**Problem description:** Reproduce the entries that follow verbatim, down to the final line.

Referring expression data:
########
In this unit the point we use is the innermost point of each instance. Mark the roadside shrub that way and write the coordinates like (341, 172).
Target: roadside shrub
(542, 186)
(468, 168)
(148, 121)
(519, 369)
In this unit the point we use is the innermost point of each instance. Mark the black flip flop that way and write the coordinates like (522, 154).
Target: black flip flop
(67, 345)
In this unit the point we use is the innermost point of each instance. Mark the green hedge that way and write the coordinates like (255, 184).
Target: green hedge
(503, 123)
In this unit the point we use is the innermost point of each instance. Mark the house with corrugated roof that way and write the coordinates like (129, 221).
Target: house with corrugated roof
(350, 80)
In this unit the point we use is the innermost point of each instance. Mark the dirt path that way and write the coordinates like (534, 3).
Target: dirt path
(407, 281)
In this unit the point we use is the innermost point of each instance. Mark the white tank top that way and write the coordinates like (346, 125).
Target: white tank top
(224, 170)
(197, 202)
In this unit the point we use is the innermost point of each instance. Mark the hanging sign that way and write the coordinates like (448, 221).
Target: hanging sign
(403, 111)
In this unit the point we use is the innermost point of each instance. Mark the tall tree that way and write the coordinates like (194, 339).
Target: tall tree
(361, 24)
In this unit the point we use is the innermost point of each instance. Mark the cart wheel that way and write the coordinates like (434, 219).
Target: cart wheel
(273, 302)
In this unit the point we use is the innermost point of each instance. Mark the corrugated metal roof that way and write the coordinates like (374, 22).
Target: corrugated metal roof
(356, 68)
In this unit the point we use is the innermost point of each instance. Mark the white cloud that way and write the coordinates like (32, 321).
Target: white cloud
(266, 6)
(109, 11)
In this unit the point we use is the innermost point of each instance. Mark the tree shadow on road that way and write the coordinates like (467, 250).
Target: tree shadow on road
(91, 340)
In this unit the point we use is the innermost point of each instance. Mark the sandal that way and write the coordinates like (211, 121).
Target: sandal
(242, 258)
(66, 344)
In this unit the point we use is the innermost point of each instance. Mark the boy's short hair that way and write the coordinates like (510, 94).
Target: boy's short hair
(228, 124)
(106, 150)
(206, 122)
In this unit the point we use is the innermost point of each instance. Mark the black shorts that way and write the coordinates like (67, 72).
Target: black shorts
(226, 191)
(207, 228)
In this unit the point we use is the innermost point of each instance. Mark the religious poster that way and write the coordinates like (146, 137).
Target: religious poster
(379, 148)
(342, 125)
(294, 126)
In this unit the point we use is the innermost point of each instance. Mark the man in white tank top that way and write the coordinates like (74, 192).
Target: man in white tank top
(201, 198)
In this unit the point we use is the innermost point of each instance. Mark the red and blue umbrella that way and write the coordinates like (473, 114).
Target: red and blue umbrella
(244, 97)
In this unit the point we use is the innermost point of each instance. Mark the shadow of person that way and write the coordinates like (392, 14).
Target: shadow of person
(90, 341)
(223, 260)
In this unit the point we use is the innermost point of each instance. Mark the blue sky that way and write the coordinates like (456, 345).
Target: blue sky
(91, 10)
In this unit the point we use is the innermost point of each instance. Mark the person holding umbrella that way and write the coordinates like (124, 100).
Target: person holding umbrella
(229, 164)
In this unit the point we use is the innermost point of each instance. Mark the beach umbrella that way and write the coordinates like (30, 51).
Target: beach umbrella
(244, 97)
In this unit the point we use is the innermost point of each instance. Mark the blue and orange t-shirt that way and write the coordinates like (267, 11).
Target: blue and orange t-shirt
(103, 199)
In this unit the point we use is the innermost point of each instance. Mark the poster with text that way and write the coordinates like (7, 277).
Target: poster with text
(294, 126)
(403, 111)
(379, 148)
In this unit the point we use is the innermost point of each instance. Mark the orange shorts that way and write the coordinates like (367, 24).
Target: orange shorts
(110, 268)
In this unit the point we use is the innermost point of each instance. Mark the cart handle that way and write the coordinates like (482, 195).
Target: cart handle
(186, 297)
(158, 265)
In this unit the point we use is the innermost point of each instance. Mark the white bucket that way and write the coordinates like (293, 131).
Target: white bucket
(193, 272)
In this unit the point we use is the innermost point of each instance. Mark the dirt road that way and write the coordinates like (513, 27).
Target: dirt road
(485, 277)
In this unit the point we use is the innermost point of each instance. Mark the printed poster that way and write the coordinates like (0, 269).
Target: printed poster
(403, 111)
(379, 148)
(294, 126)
########
**Answer to the problem:**
In this unit the point we use is the innermost point of each instance. Mark the roadside shrub that way and write the coordinates like (341, 172).
Target: roadside shrub
(542, 186)
(468, 168)
(148, 121)
(519, 369)
In this unit the point we use is the innermost point of each instance. Mark the black flip flop that way and write the coordinates like (522, 154).
Target: black flip flop
(67, 345)
In this unit the point we use is the innermost point of each instance. Mark the green hedge that way and write the coordinates like (255, 184).
Target: green hedge
(503, 123)
In this unit the point we use is the innermost point of each instance. Mark the house with corrugated roof that way and write the coordinates like (129, 221).
Target: house with corrugated roof
(350, 80)
In this unit the point we use is the innermost point of each instance. Mark the dirt path that way and write the coordinates like (534, 3).
Target: dirt path
(407, 281)
In this unit the point we use is the innermost point of each instance. Mark the white tank top that way and write the coordinates like (346, 125).
Target: white tank top
(224, 170)
(197, 202)
In this unit the point we use is the innermost point of each instance. Mark the hanging sign that way and write the coordinates like (448, 221).
Target: hanging sign
(403, 111)
In this unit the point we use is the innermost point of each instance. Mark the tall tree that way and write the coordinates like (194, 339).
Target: tall tree
(361, 24)
In this unit the point we use is the innermost point of each instance. Mark the cart wheel that way and write the coordinates like (434, 219).
Target: cart wheel
(273, 302)
In this unit the point we use is the innermost point of each instance. Mark the corrugated metal roof that way and write the coordinates like (374, 22).
Target: corrugated metal roof
(356, 68)
In this unit the point we use is the innermost point of each instance. Mark the white cloud that way and write the coordinates like (32, 321).
Target: white cloud
(266, 6)
(109, 11)
In this unit the point we use is the innermost point of each instance. Mark the tree shadow on road that way and write the coordinates like (467, 250).
Target: tree shadow on road
(91, 340)
In this unit the point we use is the innermost point of each instance. Mark the sandal that way and write the coordinates like (211, 121).
Target: sandal
(242, 258)
(66, 344)
In this unit the point we use is the innermost point of each instance. Mark the boy's short hair that way and write the coordinates like (510, 94).
Target: boy's short hair
(228, 124)
(106, 150)
(206, 122)
In this unit the point we use is the innermost point of each instance. Mark the black shorts that way and write the coordinates like (67, 72).
Target: black shorts
(226, 191)
(207, 228)
In this unit the point we use is the innermost point of each instance. Mark the religious poster that way and write the coordinates like (146, 137).
Target: religious poster
(379, 148)
(342, 125)
(294, 126)
In this unit the point we use is the innermost point of each instance. Mark the man in white tank top that way and write the coordinates like (74, 192).
Target: man in white tank top
(201, 198)
In this unit the point we use is the innermost point of each instance. Mark the red and blue umbrella that way and write the coordinates like (473, 114).
Target: red and blue umbrella
(244, 97)
In this unit the point we use is the innermost point of each instance. Mark the shadow of person that way and write the coordinates like (392, 14).
Target: shadow of person
(90, 341)
(223, 260)
In this unit the point we use is the innermost point of each instance. Mark the blue sky that way and write the coordinates like (456, 345).
Target: blue sky
(91, 10)
In this unit the point we use is the innermost point of each instance. Mark the person holding umbrella that way and write the coordinates like (124, 100).
Target: person holding umbrella
(229, 164)
In this unit the point we use is the innermost point of each instance. Mark the beach umbrella that way and write the coordinates like (30, 51).
Target: beach umbrella
(244, 97)
In this unit the point we use is the innermost point of each instance. Mark the blue and orange t-shirt that way and write the coordinates like (267, 11).
Target: blue and orange t-shirt
(103, 199)
In this unit the point we use is the innermost point of each instance. Mark the poster with text that way and write the coordinates like (7, 277).
Target: poster with text
(294, 126)
(403, 111)
(379, 148)
In this unit the point we use is the innermost point of each instance. Mark the orange shorts that way and write the coordinates like (367, 24).
Target: orange shorts
(110, 268)
In this unit the point we use is the innermost point of each instance. Mark the cart handle that way and write the coordinates like (482, 195).
Target: cart handle
(186, 297)
(158, 265)
In this unit the point we use is the innermost point of each instance. Mark the white bucket that way and write the coordinates like (293, 131).
Target: white bucket
(193, 272)
In this unit the point we use is the innermost point of each instance. Mark the dirt road that way and write the coordinates like (513, 27).
Target: dirt road
(485, 277)
In this unit the point we use is the innermost point of each instance. Mark the printed poster that way and write the coordinates like (0, 269).
Target: printed poster
(403, 111)
(379, 148)
(294, 126)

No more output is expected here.